[Saved data entries]

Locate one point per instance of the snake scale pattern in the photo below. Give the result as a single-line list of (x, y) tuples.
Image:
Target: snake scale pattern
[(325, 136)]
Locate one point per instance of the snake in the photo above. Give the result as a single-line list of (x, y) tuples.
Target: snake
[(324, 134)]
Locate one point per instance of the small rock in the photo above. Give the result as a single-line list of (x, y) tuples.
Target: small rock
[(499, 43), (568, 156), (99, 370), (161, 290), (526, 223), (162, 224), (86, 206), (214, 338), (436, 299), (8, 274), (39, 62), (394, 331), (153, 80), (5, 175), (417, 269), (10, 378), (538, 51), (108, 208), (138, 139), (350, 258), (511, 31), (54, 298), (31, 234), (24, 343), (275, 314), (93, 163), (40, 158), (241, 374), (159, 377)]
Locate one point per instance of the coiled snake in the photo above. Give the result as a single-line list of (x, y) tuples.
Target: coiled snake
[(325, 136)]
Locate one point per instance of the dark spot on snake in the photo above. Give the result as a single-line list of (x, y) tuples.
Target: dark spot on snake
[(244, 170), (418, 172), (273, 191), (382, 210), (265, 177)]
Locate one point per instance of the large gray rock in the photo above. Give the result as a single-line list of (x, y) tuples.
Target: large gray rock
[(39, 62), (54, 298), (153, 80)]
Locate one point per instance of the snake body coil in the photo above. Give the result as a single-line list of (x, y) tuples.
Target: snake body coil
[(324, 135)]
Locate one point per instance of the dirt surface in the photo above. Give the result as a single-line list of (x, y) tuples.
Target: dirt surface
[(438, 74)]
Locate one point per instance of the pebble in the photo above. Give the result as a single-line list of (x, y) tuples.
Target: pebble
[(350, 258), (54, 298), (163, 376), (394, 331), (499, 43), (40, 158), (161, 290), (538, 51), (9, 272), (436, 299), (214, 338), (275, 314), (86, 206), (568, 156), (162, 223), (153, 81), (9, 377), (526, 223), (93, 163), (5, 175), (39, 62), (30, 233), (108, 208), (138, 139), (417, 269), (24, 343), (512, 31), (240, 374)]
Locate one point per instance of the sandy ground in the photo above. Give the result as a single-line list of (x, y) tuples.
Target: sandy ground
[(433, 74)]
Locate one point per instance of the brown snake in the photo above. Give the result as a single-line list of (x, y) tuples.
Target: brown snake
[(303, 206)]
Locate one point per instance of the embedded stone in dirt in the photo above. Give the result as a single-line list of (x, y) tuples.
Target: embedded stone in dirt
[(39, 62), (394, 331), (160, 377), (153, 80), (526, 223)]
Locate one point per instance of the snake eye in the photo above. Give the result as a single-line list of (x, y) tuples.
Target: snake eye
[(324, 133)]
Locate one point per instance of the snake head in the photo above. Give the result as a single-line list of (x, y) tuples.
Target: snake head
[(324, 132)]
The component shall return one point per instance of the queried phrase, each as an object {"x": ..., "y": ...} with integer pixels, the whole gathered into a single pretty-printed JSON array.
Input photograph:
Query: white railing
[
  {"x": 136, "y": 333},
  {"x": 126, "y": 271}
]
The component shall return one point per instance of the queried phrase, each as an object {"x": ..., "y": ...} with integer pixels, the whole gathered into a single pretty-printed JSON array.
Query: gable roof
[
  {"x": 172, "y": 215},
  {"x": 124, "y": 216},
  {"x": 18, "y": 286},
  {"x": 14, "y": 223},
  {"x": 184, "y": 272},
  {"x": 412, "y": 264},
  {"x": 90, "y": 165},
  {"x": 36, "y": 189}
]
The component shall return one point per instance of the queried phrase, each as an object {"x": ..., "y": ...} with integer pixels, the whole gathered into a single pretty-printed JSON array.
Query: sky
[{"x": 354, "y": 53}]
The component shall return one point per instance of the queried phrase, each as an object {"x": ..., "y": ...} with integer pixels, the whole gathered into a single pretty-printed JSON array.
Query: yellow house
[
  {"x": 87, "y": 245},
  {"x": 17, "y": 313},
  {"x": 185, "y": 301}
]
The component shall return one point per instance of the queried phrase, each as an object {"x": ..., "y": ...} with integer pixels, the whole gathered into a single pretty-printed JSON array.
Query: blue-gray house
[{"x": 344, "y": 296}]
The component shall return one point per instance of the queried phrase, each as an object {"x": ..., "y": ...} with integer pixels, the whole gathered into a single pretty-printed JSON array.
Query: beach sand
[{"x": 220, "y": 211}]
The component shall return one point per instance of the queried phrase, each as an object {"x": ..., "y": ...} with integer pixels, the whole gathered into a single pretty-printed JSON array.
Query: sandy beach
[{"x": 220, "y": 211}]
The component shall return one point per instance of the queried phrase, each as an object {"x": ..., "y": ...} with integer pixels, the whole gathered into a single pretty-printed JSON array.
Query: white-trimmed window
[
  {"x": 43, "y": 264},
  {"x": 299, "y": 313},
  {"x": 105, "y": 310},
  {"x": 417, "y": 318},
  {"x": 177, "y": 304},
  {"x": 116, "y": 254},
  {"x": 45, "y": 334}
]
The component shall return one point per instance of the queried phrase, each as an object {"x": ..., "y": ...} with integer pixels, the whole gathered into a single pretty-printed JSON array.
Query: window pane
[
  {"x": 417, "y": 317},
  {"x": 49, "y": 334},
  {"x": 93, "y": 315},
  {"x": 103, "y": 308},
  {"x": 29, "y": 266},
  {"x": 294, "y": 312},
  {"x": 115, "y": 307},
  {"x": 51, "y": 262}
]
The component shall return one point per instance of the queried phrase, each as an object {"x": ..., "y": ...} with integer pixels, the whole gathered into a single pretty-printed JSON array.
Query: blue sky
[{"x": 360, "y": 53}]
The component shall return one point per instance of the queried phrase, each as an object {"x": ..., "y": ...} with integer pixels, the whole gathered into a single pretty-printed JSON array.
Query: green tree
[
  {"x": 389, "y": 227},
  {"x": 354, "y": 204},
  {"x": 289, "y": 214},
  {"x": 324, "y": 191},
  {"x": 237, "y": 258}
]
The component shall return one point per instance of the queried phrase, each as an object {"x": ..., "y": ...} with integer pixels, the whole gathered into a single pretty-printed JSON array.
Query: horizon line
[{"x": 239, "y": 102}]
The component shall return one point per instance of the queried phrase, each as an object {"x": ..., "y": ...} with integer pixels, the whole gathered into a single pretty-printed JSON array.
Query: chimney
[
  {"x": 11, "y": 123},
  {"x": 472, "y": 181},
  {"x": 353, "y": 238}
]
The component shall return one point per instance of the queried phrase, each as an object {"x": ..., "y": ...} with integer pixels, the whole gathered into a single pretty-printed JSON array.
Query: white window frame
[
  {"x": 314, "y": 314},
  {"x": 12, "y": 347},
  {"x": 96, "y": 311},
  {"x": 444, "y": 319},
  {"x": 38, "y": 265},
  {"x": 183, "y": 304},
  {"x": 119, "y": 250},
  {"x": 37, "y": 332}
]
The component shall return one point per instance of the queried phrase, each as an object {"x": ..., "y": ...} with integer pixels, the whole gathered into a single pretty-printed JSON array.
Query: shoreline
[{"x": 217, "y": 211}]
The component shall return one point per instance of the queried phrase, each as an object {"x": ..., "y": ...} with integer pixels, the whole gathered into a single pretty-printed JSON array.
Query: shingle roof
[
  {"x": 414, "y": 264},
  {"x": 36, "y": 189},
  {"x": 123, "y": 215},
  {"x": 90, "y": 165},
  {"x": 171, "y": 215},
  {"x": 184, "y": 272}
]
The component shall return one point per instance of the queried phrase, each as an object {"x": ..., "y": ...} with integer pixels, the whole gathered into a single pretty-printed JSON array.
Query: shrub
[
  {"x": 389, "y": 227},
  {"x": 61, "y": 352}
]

> Work required
Can you update the entries above so that every "one point per instance" becomes "a single point for each instance", leaving everything else unchanged?

> Written answer
Locate a single point for each instance of the snake scale pattern in the photo below. Give the result as a single-line list of (x, y) tuples.
Image:
Target: snake scale pattern
[(325, 136)]
Locate a single point for each instance of the snake in the photo above. Give the result as a single-line list of (x, y) tuples.
Target: snake
[(324, 134)]
Locate a single point for each instance of the small rock in the photo above. Give the result as a single-line list of (x, y) tuples.
Target: small rock
[(499, 43), (568, 156), (99, 370), (161, 290), (526, 223), (162, 224), (86, 206), (214, 338), (436, 299), (8, 274), (39, 62), (394, 331), (153, 80), (5, 175), (417, 269), (10, 378), (538, 51), (108, 208), (138, 139), (350, 258), (511, 31), (54, 298), (31, 234), (24, 343), (275, 314), (93, 163), (40, 158), (241, 374), (159, 377)]
Locate a single point for each instance of the coiled snake in the photo above. Give the result as a single-line list of (x, y) tuples.
Target: coiled snake
[(325, 136)]
Locate a single point for each instance of the dark spot on snake in the photo above. Give the result as a single-line list of (x, y) tuples.
Target: dark spot on snake
[(244, 170), (418, 172), (273, 191), (382, 210), (265, 177)]
Locate a single point for each instance of the large gray rock in the photo above. Give the result as a single-line list of (x, y) tuples.
Target: large gray rock
[(39, 62), (54, 298), (153, 80)]
Locate a single point for each instance of the snake body coil in the photo above. Give the result as a single-line list of (x, y) tuples.
Target: snake body coil
[(324, 135)]
Locate a single point for each instance of the dirt surface in the photo above. Give the result as a single-line list of (x, y) tuples.
Target: dirt surface
[(438, 74)]
Locate a single point for each instance of the pebble in the photo above. Give the result as a single-line list of (x, y) tuples.
Target: pebble
[(350, 258), (54, 298), (163, 376), (394, 331), (499, 43), (40, 158), (161, 290), (538, 51), (9, 272), (436, 299), (214, 338), (275, 314), (86, 206), (568, 156), (162, 223), (153, 81), (9, 377), (526, 223), (93, 163), (5, 175), (39, 62), (30, 233), (108, 208), (138, 139), (417, 269), (24, 343), (512, 31), (240, 374)]
Locate a single point for each instance of the sandy ground in the photo above. Give the result as a single-line list of (x, y) tuples.
Target: sandy ground
[(433, 74)]
Locate a single point for each instance of the brown snake in the photo above. Give the result as a single-line list of (x, y) tuples.
Target: brown snake
[(303, 206)]
Locate a single point for each instance of the embedded stone in dirt in the photo above. Give the result as a single-line list of (x, y) tuples.
Target: embedded stone in dirt
[(39, 62), (394, 331), (160, 377), (153, 80), (526, 223)]
Locate a single point for each instance of the snake eye in the photo above. Give the result as a single-line list of (x, y) tuples.
Target: snake eye
[(324, 133)]
Locate a single point for each instance of the snake head in the photo above. Give the result as a single-line list of (x, y) tuples.
Target: snake head
[(324, 132)]
The component shall return a single point for each instance of the queried phrase, each as an object {"x": ..., "y": ...} with integer pixels, the whole gathered into a single pretty-printed JSON array.
Input photograph:
Query: white railing
[
  {"x": 136, "y": 333},
  {"x": 126, "y": 271}
]
The component shall return a single point for each instance of the queried phrase, each as an object {"x": ..., "y": ...} with integer pixels, the whole gathered into a single pretty-printed JSON array.
Query: gable roof
[
  {"x": 172, "y": 215},
  {"x": 124, "y": 216},
  {"x": 18, "y": 286},
  {"x": 14, "y": 223},
  {"x": 184, "y": 272},
  {"x": 412, "y": 264},
  {"x": 90, "y": 165},
  {"x": 36, "y": 189}
]
The component shall return a single point for each instance of the queried phrase, each as an object {"x": ..., "y": ...} with integer pixels, the whole gathered into a single pretty-printed JSON array.
Query: sky
[{"x": 354, "y": 53}]
The component shall return a single point for each instance of the queried phrase, each as an object {"x": ..., "y": ...} with integer pixels, the whole gathered into a single pretty-printed JSON array.
Query: yellow house
[
  {"x": 87, "y": 245},
  {"x": 17, "y": 313},
  {"x": 185, "y": 301}
]
The component shall return a single point for each instance of the queried phrase, each as an object {"x": ..., "y": ...} with integer pixels, the whole gathered into a single pretty-printed JSON array.
Query: blue-gray house
[{"x": 344, "y": 296}]
The component shall return a single point for each instance of the queried phrase, each as an object {"x": ..., "y": ...} with integer pixels, the whole gathered into a single pretty-printed JSON array.
Query: beach sand
[{"x": 220, "y": 211}]
The component shall return a single point for each instance of the queried phrase, each as an object {"x": ..., "y": ...} with integer pixels, the whole gathered into a single pretty-printed JSON array.
Query: sandy beach
[{"x": 220, "y": 211}]
The component shall return a single point for each instance of the queried phrase, each as an object {"x": ..., "y": ...} with integer pixels, the whole gathered into a single pretty-printed JSON array.
Query: white-trimmed window
[
  {"x": 43, "y": 264},
  {"x": 299, "y": 313},
  {"x": 105, "y": 310},
  {"x": 417, "y": 318},
  {"x": 177, "y": 304},
  {"x": 116, "y": 254},
  {"x": 45, "y": 334}
]
The component shall return a single point for each instance of the queried phrase, each as an object {"x": ..., "y": ...} with integer pixels, the whole gathered into a single pretty-printed JSON array.
Query: window pane
[
  {"x": 417, "y": 317},
  {"x": 49, "y": 334},
  {"x": 93, "y": 315},
  {"x": 103, "y": 308},
  {"x": 29, "y": 266},
  {"x": 294, "y": 312},
  {"x": 115, "y": 307},
  {"x": 51, "y": 262}
]
The component shall return a single point for each instance of the queried phrase, each as an object {"x": ..., "y": ...} with integer pixels, the whole gathered into a single pretty-printed JSON array.
Query: blue sky
[{"x": 360, "y": 53}]
The component shall return a single point for each instance of the queried phrase, each as an object {"x": ..., "y": ...} with integer pixels, the whole gathered into a single pretty-printed JSON array.
Query: green tree
[
  {"x": 389, "y": 227},
  {"x": 354, "y": 204},
  {"x": 289, "y": 214},
  {"x": 324, "y": 191},
  {"x": 237, "y": 258}
]
The component shall return a single point for each instance of the queried phrase, each as an object {"x": ..., "y": ...} with integer pixels, the whole gathered into a single pretty-printed JSON array.
Query: horizon line
[{"x": 239, "y": 102}]
The component shall return a single point for each instance of the queried phrase, each as an object {"x": ..., "y": ...} with integer pixels, the whole gathered into a single pretty-printed JSON array.
Query: chimney
[
  {"x": 11, "y": 123},
  {"x": 472, "y": 181},
  {"x": 353, "y": 238}
]
The component shall return a single point for each instance of the queried phrase, each as an object {"x": ..., "y": ...} with integer pixels, the whole gathered into a single pretty-printed JSON array.
Query: white window frame
[
  {"x": 314, "y": 314},
  {"x": 12, "y": 347},
  {"x": 96, "y": 311},
  {"x": 444, "y": 319},
  {"x": 38, "y": 265},
  {"x": 183, "y": 304},
  {"x": 119, "y": 250},
  {"x": 37, "y": 332}
]
The component shall return a single point for each instance of the queried phrase, each as an object {"x": ..., "y": ...} with integer pixels, the whole gathered into a single pretty-printed JSON array.
Query: shoreline
[{"x": 217, "y": 211}]
The component shall return a single point for each instance of the queried phrase, each as an object {"x": ..., "y": ...} with integer pixels, the whole gathered into a single pretty-printed JSON array.
Query: shingle roof
[
  {"x": 414, "y": 264},
  {"x": 36, "y": 189},
  {"x": 123, "y": 215},
  {"x": 90, "y": 165},
  {"x": 171, "y": 215},
  {"x": 184, "y": 272}
]
The component shall return a single point for each instance of the queried phrase, each as an object {"x": ..., "y": ...} with integer pixels, the whole gathered into a single pretty-printed JSON array.
Query: shrub
[
  {"x": 389, "y": 227},
  {"x": 61, "y": 352}
]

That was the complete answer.